### [Travail demandé]
Répondez à ces questions d'après le texte sur le poète Mohamed Tadjadit :
(a) Combien d'organisations réclament sa libération ?
(b) Contre quoi le mouvement du Hirak a-t-il fait descendre des millions d'Algériens dans la rue ?
(c) À quelle durée sa condamnation de janvier 2025 à cinq ans de prison ferme a-t-elle été ramenée en appel ?

### [Texte fourni]
Ses mots ont fait vibrer les rues d’Alger, ils résonnent désormais derrière les murs d’El Harrach. Vingt organisations réclament la libération du poète Mohamed Tadjadit, accusé de "terrorisme" pour avoir donné une voix au rêve d’un peuple.
À la veille de sa première audience, prévue ce mardi 11 novembre à Alger, vingt organisations algériennes, régionales et internationales appellent les autorités à libérer le poète et militant Mohamed Tadjadit et à abandonner toutes les charges retenues contre lui. Il est poursuivi avec douze autres militants pour "terrorisme" et "complot contre l’État", des accusations passibles de la peine capitale. Les signataires, parmi lesquels Amnesty International, la FIDH, PEN International, PEN America, Freemuse, EuroMed Rights et le Cairo Institute for Human Rights Studies, dénoncent un dossier vide et une instrumentalisation de la justice pour faire taire les voix dissidentes.
Mohamed Tadjadit est devenu, depuis 2019, l’un des symboles du Hirak, ce mouvement populaire qui a porté des millions d’Algériens dans la rue contre le cinquième mandat du président Abdelaziz Bouteflika. Ses poèmes, déclamés dans les cortèges ou publiés en ligne, célébraient la liberté et la dignité. Pour les autorités, ils étaient devenus une menace. Le poète a ainsi connu une succession d’arrestations et de procès qui traduisent l’acharnement judiciaire dont il est la cible.
Sa première arrestation remonte à novembre 2019, lors d’un rassemblement en soutien aux détenus du Hirak. Il est condamné le mois suivant à dix-huit mois de prison. Entre 2019 et 2024, il est interpellé et emprisonné à au moins six reprises, chaque fois pour des motifs liés à son activisme pacifique ou à ses écrits. En octobre 2024, il bénéficie d’une grâce présidentielle après neuf mois de détention provisoire pour une accusation de terrorisme sans fondement.
Deux mois plus tard, en janvier 2025, il est de nouveau arrêté. À l’issue d’un procès accéléré, il est condamné à cinq ans de prison ferme et à une amende de 200 000 dinars, soit environ 1 340 euros, pour atteinte à l’unité nationale, publication d’informations nuisibles à l’intérêt national, incitation à rassemblement non armé et offense à corps constitué. Sa peine est réduite à un an en appel, mais son appel dans une autre affaire, prévu pour avril 2025, a depuis été reporté à plusieurs reprises.

Entrées de données recueillies
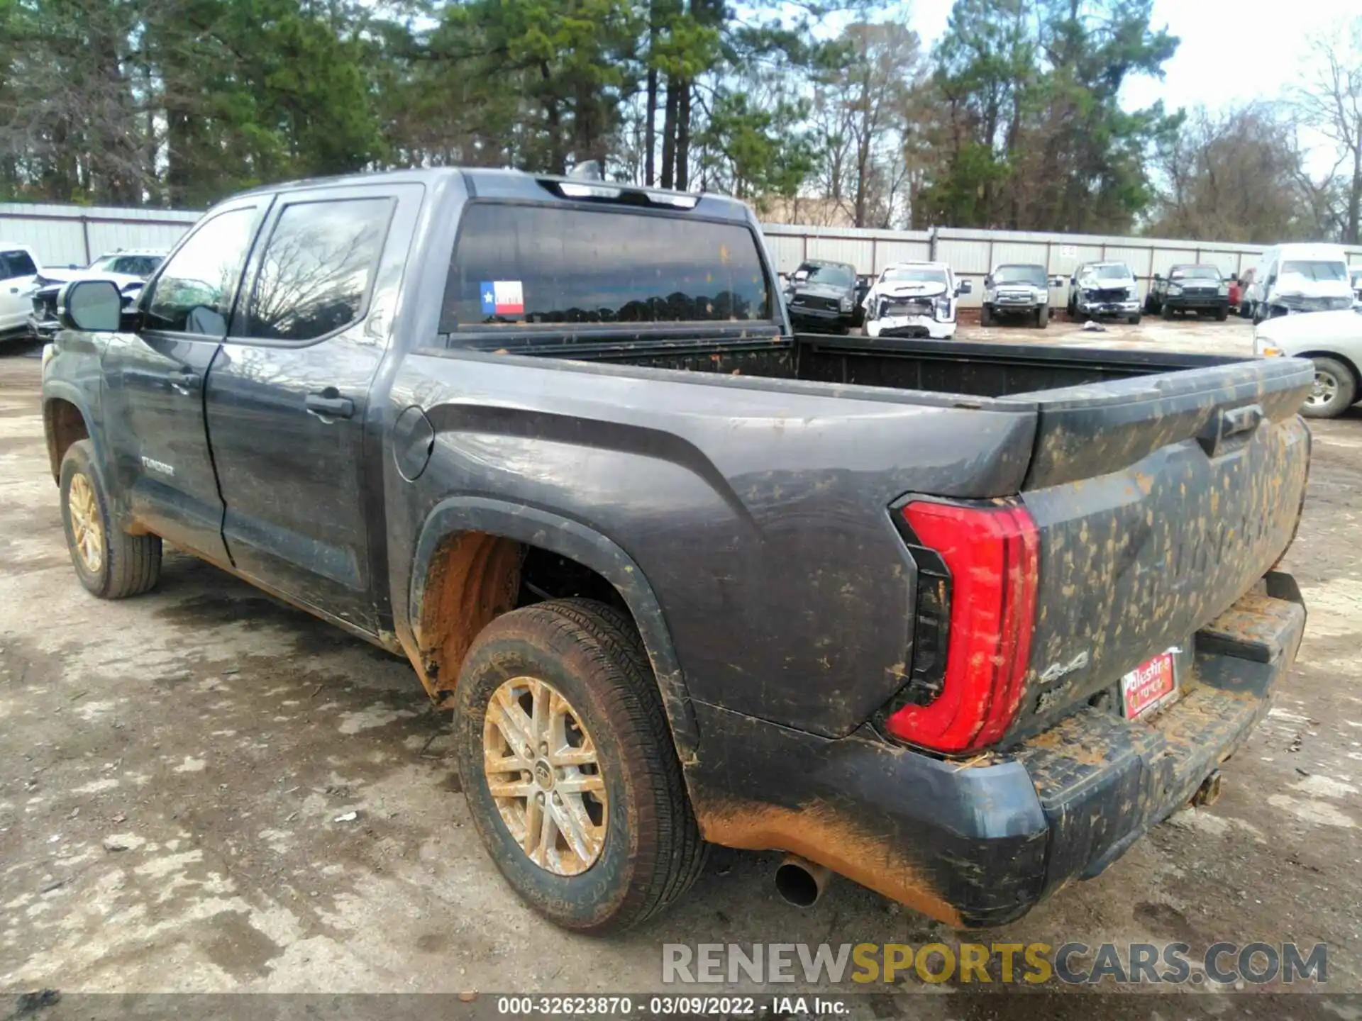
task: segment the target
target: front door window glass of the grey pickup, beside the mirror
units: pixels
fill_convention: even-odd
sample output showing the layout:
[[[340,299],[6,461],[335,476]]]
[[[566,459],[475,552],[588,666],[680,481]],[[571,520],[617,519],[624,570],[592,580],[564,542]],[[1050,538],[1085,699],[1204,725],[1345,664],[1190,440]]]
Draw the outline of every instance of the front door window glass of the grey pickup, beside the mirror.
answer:
[[[255,208],[227,210],[170,257],[146,305],[147,329],[223,336],[241,264],[255,234]]]

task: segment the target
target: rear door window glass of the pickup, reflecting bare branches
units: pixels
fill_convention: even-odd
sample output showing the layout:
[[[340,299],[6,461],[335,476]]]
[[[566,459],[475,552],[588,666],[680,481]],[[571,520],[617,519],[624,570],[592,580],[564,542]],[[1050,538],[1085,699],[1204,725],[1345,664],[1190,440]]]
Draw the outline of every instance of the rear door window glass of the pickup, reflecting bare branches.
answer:
[[[242,335],[302,343],[357,321],[391,215],[387,196],[286,206],[264,249]]]

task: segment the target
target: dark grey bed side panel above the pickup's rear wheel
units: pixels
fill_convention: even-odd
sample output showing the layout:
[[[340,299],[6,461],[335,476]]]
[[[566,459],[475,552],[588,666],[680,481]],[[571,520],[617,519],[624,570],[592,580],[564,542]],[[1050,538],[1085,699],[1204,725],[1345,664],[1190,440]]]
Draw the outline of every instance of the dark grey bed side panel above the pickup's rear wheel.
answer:
[[[433,349],[394,403],[434,427],[414,483],[385,459],[395,595],[443,498],[548,509],[639,565],[691,698],[829,736],[906,679],[915,577],[889,504],[1015,493],[1034,427],[932,395]]]

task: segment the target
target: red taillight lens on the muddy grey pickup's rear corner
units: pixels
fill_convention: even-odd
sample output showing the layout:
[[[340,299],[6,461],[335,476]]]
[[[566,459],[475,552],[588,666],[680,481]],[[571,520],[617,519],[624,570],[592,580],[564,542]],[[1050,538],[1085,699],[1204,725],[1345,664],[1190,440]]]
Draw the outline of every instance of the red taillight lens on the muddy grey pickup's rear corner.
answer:
[[[903,516],[951,572],[949,637],[940,693],[904,705],[889,732],[938,751],[968,751],[1000,736],[1016,716],[1031,656],[1039,540],[1017,504],[911,502]]]

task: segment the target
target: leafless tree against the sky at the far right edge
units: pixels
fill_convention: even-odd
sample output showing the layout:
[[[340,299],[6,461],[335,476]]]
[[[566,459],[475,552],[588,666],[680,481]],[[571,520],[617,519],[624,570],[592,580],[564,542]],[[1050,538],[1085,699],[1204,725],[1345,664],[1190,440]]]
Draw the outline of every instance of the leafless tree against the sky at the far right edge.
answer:
[[[1333,143],[1344,176],[1344,244],[1362,219],[1362,16],[1310,41],[1314,75],[1297,91],[1302,120]]]

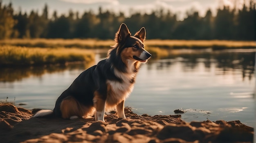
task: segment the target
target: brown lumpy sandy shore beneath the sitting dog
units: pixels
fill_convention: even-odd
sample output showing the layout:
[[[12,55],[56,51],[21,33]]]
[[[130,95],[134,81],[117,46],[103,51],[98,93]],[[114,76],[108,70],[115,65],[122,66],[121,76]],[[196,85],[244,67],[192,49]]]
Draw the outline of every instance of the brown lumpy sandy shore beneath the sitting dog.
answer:
[[[137,115],[125,109],[106,122],[90,119],[31,118],[31,111],[0,106],[1,143],[252,143],[254,128],[240,121],[184,122],[180,115]]]

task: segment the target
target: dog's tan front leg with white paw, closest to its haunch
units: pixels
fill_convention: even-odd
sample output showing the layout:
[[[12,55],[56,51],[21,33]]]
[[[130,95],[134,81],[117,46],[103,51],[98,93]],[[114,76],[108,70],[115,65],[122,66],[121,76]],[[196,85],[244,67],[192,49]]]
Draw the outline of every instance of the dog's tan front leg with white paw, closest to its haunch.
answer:
[[[95,111],[95,121],[104,121],[104,115],[105,115],[105,106],[106,106],[106,100],[103,100],[100,98],[99,94],[94,93],[94,107],[96,108]],[[105,122],[105,121],[104,121]]]

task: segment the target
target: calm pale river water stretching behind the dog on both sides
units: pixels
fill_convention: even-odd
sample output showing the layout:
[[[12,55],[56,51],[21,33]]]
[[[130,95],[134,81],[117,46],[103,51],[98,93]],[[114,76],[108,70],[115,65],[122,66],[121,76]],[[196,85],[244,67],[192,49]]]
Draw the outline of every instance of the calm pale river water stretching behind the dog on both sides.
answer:
[[[24,108],[53,109],[58,96],[90,64],[0,68],[0,99]],[[255,49],[170,50],[164,59],[150,59],[137,75],[125,106],[141,115],[174,115],[184,121],[240,120],[255,124]]]

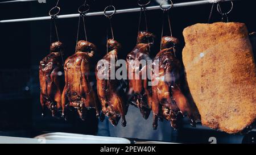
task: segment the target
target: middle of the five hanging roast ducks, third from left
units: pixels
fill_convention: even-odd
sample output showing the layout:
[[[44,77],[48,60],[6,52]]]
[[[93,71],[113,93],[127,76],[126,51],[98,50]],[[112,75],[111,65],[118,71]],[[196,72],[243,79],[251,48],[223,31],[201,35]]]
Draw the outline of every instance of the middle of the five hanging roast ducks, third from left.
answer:
[[[113,40],[108,40],[108,52],[96,66],[97,91],[98,98],[102,105],[102,113],[109,117],[113,125],[117,125],[122,118],[122,126],[126,126],[125,115],[128,105],[126,104],[125,91],[122,81],[117,78],[111,78],[111,69],[117,70],[114,64],[118,60],[117,53],[121,45]],[[111,59],[114,60],[114,66],[111,65]],[[105,77],[105,78],[104,78]]]

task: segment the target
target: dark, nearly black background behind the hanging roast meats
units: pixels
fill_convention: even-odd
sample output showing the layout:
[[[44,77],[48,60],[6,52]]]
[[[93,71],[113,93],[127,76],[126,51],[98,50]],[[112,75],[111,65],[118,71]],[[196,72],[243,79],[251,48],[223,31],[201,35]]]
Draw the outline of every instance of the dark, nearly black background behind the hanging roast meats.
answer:
[[[82,0],[60,0],[60,14],[77,13],[77,8],[83,2]],[[187,1],[174,0],[173,2]],[[47,0],[47,3],[34,1],[0,4],[0,20],[47,16],[49,9],[55,3],[56,1]],[[110,1],[108,0],[96,0],[91,3],[90,12],[103,11],[109,4]],[[136,0],[115,0],[113,5],[117,9],[138,7]],[[159,5],[159,3],[152,1],[150,5]],[[174,36],[180,39],[181,49],[184,45],[183,29],[195,23],[207,23],[210,7],[211,5],[200,5],[171,9],[172,32]],[[223,9],[229,9],[230,3],[226,2],[222,7]],[[255,12],[253,0],[235,1],[234,9],[229,14],[229,20],[246,23],[249,32],[253,32],[256,31]],[[113,16],[115,40],[122,44],[119,58],[125,58],[127,53],[135,46],[138,20],[138,12]],[[151,55],[154,57],[160,48],[162,11],[147,11],[147,20],[148,30],[156,35],[155,48],[151,51]],[[221,16],[215,6],[211,22],[220,20]],[[78,18],[57,19],[56,22],[60,41],[65,44],[64,58],[67,58],[75,52]],[[143,20],[142,25],[144,26]],[[96,44],[98,48],[95,62],[106,53],[106,30],[108,28],[109,22],[105,16],[89,16],[86,18],[88,41]],[[165,24],[165,30],[168,30],[167,23]],[[168,31],[164,33],[168,35]],[[0,133],[2,135],[31,137],[42,131],[85,134],[95,134],[97,132],[96,119],[81,123],[80,120],[74,117],[71,121],[64,123],[63,120],[50,116],[41,118],[38,64],[49,53],[49,34],[49,20],[0,23]],[[82,35],[80,39],[83,39]],[[253,44],[255,44],[255,41]],[[179,58],[181,58],[181,52]],[[90,127],[88,127],[88,124],[90,124]],[[210,133],[213,133],[213,131]],[[205,134],[209,135],[210,133]],[[191,133],[188,132],[187,134],[190,135]],[[192,143],[193,141],[188,142]]]

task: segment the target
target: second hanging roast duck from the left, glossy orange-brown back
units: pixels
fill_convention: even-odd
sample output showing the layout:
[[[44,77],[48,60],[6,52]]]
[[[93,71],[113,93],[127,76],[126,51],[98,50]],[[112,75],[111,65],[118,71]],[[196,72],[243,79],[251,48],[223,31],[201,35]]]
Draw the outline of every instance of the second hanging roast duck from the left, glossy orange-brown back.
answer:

### [Réponse]
(a) Vingt organisations.
(b) Contre le cinquième mandat du président Abdelaziz Bouteflika.
(c) À un an.